** Exercise objective **
Report every line of the records below that contains the string "waterfall". Matching is case-sensitive.

== Provided data

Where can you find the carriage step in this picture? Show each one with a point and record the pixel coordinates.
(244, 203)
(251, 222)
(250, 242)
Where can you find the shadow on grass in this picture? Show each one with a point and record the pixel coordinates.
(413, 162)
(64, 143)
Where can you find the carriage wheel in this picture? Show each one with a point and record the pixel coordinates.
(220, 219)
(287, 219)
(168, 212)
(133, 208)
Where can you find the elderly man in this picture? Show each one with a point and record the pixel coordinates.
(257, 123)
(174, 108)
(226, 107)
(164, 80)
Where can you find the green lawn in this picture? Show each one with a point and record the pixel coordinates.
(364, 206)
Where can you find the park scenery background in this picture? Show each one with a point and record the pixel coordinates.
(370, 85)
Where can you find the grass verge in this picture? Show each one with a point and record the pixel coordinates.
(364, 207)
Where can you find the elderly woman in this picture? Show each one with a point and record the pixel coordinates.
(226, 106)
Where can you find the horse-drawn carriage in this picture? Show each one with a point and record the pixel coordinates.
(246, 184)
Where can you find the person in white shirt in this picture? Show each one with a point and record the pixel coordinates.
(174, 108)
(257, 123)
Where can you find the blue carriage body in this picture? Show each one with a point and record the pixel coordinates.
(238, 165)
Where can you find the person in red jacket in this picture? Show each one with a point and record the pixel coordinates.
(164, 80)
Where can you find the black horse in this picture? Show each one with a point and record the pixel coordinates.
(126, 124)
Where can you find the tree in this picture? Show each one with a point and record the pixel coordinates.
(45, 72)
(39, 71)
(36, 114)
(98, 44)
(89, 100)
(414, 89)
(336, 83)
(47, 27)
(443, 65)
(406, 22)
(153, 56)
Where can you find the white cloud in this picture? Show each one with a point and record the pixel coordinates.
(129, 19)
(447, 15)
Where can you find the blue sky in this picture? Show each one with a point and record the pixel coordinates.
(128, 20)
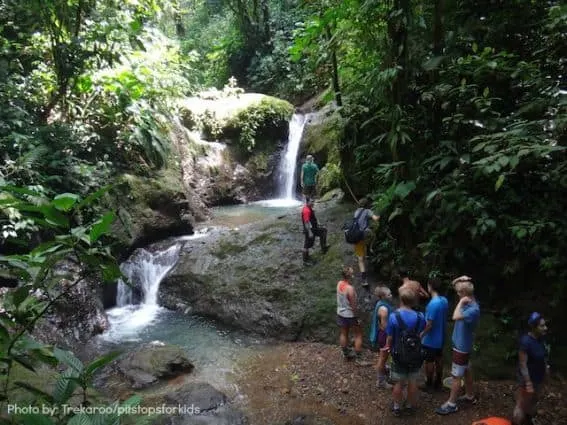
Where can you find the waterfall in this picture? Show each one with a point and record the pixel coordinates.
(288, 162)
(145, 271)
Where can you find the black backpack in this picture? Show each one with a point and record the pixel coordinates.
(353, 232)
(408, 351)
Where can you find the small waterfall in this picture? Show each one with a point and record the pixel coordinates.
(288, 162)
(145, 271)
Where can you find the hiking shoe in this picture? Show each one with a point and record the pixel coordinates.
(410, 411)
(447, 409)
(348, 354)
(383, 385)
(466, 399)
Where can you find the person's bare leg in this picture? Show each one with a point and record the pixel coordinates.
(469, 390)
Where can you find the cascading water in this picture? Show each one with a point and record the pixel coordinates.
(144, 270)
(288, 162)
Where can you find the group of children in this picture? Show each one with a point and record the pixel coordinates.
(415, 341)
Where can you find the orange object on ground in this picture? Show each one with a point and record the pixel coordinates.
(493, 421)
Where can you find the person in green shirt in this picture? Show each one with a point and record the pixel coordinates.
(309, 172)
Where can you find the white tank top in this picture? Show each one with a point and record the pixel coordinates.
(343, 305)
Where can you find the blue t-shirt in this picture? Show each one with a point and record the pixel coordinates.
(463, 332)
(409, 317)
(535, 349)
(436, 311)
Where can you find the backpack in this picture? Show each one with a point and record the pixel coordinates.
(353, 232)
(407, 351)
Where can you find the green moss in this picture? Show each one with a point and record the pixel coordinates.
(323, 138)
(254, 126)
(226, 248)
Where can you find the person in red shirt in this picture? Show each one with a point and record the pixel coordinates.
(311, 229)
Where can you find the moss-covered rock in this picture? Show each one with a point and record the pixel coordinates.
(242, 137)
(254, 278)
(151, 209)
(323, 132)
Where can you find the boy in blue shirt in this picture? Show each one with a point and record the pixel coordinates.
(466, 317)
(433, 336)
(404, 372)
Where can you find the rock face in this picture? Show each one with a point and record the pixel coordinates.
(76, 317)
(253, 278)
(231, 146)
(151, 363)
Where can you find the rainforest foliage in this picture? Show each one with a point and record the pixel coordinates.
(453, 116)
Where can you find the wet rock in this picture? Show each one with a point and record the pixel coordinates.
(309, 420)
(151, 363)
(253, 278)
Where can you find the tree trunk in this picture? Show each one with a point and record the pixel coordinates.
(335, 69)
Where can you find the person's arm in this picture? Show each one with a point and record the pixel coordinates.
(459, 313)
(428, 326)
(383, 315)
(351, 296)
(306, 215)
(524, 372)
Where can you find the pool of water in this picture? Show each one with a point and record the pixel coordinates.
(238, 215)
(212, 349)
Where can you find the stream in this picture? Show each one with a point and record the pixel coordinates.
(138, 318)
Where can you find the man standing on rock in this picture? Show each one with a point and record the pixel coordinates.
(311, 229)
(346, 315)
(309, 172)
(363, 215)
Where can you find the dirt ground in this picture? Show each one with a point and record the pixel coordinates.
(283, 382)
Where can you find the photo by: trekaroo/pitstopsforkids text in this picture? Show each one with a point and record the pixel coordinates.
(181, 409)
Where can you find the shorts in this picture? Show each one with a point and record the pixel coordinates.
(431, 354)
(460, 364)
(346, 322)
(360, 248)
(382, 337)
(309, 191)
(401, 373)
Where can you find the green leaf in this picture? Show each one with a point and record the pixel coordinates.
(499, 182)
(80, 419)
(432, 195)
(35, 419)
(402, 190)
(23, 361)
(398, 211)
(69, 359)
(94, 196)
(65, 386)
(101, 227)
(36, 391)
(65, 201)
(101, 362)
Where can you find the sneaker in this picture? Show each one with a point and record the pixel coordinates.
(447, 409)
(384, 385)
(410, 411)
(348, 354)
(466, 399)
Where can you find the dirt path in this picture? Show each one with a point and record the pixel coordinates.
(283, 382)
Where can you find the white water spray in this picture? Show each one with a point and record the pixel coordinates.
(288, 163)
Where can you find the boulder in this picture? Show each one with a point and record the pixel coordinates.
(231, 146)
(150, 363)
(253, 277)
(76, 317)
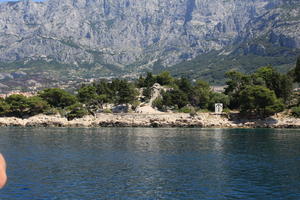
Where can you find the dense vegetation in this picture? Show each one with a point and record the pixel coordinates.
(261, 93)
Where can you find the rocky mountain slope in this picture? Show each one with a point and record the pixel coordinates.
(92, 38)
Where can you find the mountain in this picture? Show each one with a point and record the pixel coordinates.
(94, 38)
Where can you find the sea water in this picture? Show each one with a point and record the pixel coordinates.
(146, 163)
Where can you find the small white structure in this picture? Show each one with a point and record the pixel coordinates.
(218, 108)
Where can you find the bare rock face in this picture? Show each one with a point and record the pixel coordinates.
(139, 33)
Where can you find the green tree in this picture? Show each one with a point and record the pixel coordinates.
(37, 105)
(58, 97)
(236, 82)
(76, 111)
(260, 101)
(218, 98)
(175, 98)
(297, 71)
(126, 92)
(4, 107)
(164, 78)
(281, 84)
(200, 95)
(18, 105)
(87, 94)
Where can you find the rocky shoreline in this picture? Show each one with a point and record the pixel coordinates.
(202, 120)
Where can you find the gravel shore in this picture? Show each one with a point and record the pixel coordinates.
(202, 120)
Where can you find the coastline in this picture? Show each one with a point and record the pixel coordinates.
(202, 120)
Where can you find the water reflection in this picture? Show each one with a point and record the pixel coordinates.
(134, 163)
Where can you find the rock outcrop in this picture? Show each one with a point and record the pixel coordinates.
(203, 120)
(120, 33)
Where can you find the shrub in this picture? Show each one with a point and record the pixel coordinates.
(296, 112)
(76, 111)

====
== Provided data

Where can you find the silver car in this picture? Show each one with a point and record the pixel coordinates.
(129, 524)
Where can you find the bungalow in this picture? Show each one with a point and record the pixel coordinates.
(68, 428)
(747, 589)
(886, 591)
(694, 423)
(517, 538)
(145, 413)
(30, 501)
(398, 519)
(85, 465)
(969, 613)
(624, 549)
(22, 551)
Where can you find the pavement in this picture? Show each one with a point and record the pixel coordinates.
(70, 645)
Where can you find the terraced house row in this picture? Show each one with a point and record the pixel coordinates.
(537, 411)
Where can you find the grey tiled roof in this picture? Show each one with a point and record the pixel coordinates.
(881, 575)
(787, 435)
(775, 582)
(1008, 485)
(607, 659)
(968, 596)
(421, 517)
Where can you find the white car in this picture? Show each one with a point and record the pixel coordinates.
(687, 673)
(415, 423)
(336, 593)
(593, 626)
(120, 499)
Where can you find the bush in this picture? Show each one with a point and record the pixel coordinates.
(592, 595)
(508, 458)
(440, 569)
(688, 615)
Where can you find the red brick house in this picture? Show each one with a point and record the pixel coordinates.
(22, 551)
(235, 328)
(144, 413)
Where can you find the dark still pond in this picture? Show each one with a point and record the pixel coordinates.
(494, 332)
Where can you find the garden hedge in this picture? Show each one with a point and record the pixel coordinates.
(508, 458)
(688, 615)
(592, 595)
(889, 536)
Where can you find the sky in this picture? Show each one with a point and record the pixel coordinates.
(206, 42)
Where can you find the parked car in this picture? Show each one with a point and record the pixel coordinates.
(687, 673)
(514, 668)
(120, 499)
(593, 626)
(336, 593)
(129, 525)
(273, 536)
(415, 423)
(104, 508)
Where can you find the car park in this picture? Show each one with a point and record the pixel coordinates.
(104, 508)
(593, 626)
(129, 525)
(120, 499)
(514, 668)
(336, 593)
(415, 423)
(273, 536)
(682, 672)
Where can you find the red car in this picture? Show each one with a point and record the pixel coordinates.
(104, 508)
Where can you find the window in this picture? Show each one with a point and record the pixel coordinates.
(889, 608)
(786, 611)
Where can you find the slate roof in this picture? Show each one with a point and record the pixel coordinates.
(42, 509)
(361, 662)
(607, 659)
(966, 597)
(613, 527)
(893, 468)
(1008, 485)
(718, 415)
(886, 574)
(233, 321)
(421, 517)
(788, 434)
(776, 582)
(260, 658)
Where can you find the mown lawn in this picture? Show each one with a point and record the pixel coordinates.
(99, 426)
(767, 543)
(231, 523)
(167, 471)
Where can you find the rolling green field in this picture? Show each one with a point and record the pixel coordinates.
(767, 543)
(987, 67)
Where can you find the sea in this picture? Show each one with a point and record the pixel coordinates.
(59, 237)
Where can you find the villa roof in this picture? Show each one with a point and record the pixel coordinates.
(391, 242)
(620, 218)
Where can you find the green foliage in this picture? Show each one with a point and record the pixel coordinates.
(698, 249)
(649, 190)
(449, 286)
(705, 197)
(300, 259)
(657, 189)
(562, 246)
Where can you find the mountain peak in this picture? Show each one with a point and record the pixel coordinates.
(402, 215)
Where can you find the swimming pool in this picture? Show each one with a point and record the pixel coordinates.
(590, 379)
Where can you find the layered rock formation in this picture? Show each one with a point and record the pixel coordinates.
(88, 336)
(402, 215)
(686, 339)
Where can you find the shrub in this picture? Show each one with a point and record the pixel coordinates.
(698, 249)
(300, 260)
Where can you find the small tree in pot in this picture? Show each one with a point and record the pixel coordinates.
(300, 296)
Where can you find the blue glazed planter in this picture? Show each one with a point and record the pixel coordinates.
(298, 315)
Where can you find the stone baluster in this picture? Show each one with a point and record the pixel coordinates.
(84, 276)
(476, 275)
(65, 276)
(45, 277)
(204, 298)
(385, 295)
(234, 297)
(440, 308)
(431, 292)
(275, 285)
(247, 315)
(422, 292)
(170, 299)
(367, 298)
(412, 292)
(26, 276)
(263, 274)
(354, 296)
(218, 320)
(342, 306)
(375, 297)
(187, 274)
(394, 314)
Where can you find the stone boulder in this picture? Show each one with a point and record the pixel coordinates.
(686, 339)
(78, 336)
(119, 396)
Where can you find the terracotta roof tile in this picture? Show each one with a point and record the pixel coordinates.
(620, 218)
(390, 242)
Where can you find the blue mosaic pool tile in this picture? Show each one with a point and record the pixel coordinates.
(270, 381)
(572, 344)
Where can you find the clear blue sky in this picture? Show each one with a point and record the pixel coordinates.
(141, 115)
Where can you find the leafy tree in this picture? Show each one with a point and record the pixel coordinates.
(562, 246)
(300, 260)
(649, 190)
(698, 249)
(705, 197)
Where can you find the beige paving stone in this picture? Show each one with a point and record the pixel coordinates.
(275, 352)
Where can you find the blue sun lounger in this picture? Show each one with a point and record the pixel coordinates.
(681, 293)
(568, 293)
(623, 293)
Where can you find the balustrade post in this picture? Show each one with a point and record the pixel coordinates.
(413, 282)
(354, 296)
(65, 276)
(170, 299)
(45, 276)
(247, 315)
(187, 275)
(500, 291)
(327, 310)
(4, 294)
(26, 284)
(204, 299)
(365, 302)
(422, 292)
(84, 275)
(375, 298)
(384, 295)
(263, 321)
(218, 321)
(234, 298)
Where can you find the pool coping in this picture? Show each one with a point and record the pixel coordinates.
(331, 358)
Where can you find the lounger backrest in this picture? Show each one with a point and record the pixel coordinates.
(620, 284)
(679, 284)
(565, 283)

====

** Response **
Where can you find the waterfall in this picture? Show each one with a point and record the pixel coordinates.
Where can you find the small waterfall in this picture? Show each one with a point and record the pixel coordinates.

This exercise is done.